Vermont College of Fine Arts (VCFA)
36 College Street
Montpelier, VT 05602
T +1 802 828 8636
[email protected]
The program is thrilled to announce Allyson Mitchell as our artist-in-residence during our winter residency, January 22–31, 2016. Student exhibitions will be open to the public daily through Saturday, January 30 and the opening of the Graduating Student Exhibition at the VCFA Gallery will be held Tuesday, January 26 at 7pm.
“Killjoy’s Konundrum: The Problematics of Feminist Cultural Production”
Public lecture: Saturday, January 23,2016
Artist Allyson Mitchell will discuss her current projects, Killjoy’s Kastle: A Lesbian Feminist Haunted House and FAG Feminist Art Gallery. These are two feminist/queer art spaces where new forms of cultural production and intersectional politics are in progress with collective participation and feedback that breaks down the boundaries between art and the social, art and craft, sculpture and performance, academic and activist definitions.
Mitchell is a maximalist artist working in sculpture, performance, installation and film. Her work has exhibited at the ONE National Lesbian and Gay Archives at USC, Queerruption, Textile Museum of Canada, MIX Underground Film Festival, Art Gallery of Ontario, Warhol Museum, Tate Modern, numerous zine and craft fairs and the British Film Institute. She is based in Toronto, where she is an Associate Professor in the School of Gender, Sexuality and Women’s Studies at York University and runs FAG Feminist Art Gallery with Deirdre Logue.
More information about the winter 2016 residency can be found here.
The MFA in Visual Arts program
Founded in 1991 As the first low-residency program in visual art in the country, the MFA in Visual Art program at VCFA is based on the principle of individualized learning; valuing the knowledge and experience that each student brings to their candidacy in equal parts with the latest developments in contemporary creative and critical discourse.
Through the program’s unique integration of both on-campus and off-campus experiences, each semester begins with an intensive ten-day residency in Vermont comprised of student exhibitions, individual and group critiques, faculty and guest lectures, workshops and a thematic symposium. Off-campus, students continue their studies by completing a series of interdisciplinary visual culture research and writing projects with the close guidance from a faculty member.
Why come to VCFA?

### DATASET ENTRIES
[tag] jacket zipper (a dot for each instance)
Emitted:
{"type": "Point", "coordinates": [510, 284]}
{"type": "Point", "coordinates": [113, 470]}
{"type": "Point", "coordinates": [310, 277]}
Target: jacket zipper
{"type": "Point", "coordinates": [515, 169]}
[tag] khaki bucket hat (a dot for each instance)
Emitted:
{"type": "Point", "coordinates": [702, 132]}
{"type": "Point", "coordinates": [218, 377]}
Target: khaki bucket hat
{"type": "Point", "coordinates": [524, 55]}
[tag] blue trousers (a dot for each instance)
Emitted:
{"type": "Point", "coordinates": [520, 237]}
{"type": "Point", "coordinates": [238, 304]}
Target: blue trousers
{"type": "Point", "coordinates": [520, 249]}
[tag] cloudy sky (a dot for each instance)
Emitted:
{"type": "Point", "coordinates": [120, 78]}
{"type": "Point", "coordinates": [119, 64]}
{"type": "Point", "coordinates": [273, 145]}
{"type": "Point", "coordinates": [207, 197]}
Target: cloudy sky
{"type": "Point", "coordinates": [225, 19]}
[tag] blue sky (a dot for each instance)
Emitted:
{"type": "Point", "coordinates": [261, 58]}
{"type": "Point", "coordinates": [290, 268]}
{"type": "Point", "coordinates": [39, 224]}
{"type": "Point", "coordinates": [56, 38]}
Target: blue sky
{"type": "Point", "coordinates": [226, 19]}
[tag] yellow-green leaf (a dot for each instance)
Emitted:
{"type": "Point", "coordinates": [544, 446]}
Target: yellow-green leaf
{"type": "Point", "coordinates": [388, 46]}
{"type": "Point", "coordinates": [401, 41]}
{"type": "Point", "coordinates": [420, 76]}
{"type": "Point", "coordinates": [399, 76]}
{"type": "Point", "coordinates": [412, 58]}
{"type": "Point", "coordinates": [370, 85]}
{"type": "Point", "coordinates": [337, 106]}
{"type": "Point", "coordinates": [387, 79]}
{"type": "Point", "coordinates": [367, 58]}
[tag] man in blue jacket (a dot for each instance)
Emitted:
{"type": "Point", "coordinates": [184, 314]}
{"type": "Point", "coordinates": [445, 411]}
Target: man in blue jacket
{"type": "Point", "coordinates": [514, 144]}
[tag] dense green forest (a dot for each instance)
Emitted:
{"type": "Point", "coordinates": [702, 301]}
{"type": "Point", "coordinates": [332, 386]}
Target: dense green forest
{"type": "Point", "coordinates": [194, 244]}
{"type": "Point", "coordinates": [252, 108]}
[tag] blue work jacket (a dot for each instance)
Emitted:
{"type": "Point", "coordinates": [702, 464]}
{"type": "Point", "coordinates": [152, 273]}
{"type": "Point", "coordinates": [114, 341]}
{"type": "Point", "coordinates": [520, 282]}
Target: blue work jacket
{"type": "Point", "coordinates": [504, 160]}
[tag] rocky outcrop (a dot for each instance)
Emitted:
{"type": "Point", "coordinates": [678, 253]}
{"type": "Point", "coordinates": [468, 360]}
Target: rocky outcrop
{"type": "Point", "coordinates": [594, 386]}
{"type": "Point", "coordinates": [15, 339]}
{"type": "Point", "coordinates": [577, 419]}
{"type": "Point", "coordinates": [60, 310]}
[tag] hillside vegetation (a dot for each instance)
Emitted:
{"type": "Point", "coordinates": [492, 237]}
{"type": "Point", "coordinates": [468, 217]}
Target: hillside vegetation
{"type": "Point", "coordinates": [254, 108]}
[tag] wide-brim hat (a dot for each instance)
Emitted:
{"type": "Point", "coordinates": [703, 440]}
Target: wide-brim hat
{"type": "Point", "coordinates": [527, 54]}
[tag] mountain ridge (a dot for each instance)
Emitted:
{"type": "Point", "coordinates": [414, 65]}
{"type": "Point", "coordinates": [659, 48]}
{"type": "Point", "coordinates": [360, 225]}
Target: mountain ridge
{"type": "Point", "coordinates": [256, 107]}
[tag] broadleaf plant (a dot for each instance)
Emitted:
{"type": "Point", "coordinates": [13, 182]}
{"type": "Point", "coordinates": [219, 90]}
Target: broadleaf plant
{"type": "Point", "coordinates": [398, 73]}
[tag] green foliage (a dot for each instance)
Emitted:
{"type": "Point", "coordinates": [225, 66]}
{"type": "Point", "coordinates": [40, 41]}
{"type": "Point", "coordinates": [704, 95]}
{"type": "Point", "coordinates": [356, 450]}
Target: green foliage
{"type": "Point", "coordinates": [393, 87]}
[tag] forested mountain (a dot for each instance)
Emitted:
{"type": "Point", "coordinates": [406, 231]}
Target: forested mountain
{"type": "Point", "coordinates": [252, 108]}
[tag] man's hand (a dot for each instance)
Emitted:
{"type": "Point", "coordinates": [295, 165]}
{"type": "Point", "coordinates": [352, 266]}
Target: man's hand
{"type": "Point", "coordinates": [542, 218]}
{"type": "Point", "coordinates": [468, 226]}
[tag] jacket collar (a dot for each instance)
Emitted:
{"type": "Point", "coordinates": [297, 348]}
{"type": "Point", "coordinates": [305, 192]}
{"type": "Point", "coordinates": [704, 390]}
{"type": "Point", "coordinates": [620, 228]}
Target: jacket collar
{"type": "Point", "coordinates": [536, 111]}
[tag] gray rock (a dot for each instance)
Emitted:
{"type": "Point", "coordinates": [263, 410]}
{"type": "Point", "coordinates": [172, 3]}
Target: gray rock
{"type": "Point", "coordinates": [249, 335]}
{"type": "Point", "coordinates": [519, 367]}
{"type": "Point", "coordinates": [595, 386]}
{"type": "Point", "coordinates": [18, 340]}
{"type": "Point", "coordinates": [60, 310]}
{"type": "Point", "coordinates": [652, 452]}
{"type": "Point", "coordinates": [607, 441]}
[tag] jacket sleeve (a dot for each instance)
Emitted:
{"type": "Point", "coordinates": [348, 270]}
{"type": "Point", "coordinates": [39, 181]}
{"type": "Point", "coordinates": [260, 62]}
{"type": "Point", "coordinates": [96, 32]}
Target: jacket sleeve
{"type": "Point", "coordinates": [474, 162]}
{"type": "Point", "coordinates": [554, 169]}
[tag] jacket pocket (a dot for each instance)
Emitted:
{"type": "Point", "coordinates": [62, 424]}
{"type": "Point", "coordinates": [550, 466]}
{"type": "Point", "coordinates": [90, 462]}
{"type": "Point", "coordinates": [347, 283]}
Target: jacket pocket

==

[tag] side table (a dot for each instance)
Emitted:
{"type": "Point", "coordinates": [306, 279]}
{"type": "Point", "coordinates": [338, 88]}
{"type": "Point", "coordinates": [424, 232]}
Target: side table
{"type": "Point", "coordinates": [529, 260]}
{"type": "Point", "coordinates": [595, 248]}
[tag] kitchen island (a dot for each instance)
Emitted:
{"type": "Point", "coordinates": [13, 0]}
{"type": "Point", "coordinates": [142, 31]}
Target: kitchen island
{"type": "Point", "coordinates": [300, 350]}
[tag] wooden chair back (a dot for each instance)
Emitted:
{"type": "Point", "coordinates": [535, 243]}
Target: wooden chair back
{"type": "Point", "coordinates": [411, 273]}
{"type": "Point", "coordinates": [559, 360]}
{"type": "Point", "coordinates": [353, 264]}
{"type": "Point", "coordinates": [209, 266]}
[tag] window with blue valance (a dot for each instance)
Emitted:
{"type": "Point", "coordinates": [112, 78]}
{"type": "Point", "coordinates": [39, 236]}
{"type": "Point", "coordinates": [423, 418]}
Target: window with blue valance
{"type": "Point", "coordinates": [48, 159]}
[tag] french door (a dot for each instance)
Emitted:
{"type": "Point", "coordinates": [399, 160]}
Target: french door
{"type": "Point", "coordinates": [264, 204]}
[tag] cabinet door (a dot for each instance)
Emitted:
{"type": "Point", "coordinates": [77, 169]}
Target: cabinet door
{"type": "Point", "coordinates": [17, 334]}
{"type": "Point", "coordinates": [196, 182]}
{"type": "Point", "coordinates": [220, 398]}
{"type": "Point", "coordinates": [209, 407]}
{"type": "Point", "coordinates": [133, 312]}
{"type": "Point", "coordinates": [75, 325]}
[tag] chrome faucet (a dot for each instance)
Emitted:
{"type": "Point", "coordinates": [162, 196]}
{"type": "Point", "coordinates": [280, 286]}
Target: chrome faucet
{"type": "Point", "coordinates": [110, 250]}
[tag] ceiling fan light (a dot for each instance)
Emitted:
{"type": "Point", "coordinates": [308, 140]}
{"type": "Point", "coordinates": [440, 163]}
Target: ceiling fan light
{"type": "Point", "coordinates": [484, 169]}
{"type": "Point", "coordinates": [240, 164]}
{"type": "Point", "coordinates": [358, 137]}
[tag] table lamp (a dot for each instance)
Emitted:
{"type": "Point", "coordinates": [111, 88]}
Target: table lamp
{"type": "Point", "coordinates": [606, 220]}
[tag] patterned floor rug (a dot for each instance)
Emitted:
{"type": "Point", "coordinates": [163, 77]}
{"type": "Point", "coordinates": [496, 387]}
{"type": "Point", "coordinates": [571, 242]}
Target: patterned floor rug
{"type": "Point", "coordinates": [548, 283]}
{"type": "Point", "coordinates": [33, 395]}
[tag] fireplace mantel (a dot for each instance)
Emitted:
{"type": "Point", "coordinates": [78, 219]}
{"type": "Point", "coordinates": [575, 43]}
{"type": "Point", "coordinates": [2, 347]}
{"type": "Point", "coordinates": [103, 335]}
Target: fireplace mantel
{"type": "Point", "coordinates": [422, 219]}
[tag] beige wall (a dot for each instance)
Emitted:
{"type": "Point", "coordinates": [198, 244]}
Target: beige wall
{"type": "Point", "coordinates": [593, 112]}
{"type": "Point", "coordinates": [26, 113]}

...

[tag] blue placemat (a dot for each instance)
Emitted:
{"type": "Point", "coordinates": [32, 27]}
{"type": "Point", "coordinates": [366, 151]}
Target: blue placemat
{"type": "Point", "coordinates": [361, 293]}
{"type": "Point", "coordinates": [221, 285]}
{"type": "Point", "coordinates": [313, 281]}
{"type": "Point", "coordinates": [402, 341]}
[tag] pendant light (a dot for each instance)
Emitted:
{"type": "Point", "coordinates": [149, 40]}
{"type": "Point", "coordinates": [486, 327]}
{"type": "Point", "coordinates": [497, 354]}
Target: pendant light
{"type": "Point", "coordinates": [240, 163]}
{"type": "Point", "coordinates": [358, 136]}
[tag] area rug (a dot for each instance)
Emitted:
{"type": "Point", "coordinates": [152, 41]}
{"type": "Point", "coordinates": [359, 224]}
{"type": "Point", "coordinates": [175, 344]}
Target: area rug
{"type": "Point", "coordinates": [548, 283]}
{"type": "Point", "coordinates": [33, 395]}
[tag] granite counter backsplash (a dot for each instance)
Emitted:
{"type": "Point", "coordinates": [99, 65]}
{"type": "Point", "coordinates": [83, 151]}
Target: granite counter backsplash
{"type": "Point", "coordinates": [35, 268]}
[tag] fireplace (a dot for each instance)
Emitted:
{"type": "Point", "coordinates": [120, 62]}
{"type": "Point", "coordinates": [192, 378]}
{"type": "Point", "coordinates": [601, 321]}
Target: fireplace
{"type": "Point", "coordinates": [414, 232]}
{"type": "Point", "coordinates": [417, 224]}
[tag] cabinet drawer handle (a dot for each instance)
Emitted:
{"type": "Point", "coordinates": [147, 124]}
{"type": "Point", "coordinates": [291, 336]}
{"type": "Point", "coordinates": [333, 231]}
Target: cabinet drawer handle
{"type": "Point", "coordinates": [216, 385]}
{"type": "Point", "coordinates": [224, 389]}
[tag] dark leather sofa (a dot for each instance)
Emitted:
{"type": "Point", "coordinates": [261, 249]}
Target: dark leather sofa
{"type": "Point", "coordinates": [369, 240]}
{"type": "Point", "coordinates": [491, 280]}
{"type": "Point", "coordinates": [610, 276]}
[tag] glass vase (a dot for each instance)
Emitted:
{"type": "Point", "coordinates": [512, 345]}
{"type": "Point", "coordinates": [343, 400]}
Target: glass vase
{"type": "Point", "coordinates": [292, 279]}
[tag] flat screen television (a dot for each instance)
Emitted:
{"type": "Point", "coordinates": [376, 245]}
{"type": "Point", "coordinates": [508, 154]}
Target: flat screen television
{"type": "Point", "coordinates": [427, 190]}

### EXERCISE SET
A - Name every medium the residency announcement says Allyson Mitchell works in.
B - Rewrite the residency announcement from "Mitchell is a" to "with Deirdre Logue.", swapping "Toronto" for "Montreal".

### ANSWERS TO THE EXERCISE
A - Sculpture, performance, installation and film.

B -
Mitchell is a maximalist artist working in sculpture, performance, installation and film. Her work has exhibited at the ONE National Lesbian and Gay Archives at USC, Queerruption, Textile Museum of Canada, MIX Underground Film Festival, Art Gallery of Ontario, Warhol Museum, Tate Modern, numerous zine and craft fairs and the British Film Institute. She is based in Montreal, where she is an Associate Professor in the School of Gender, Sexuality and Women’s Studies at York University and runs FAG Feminist Art Gallery with Deirdre Logue.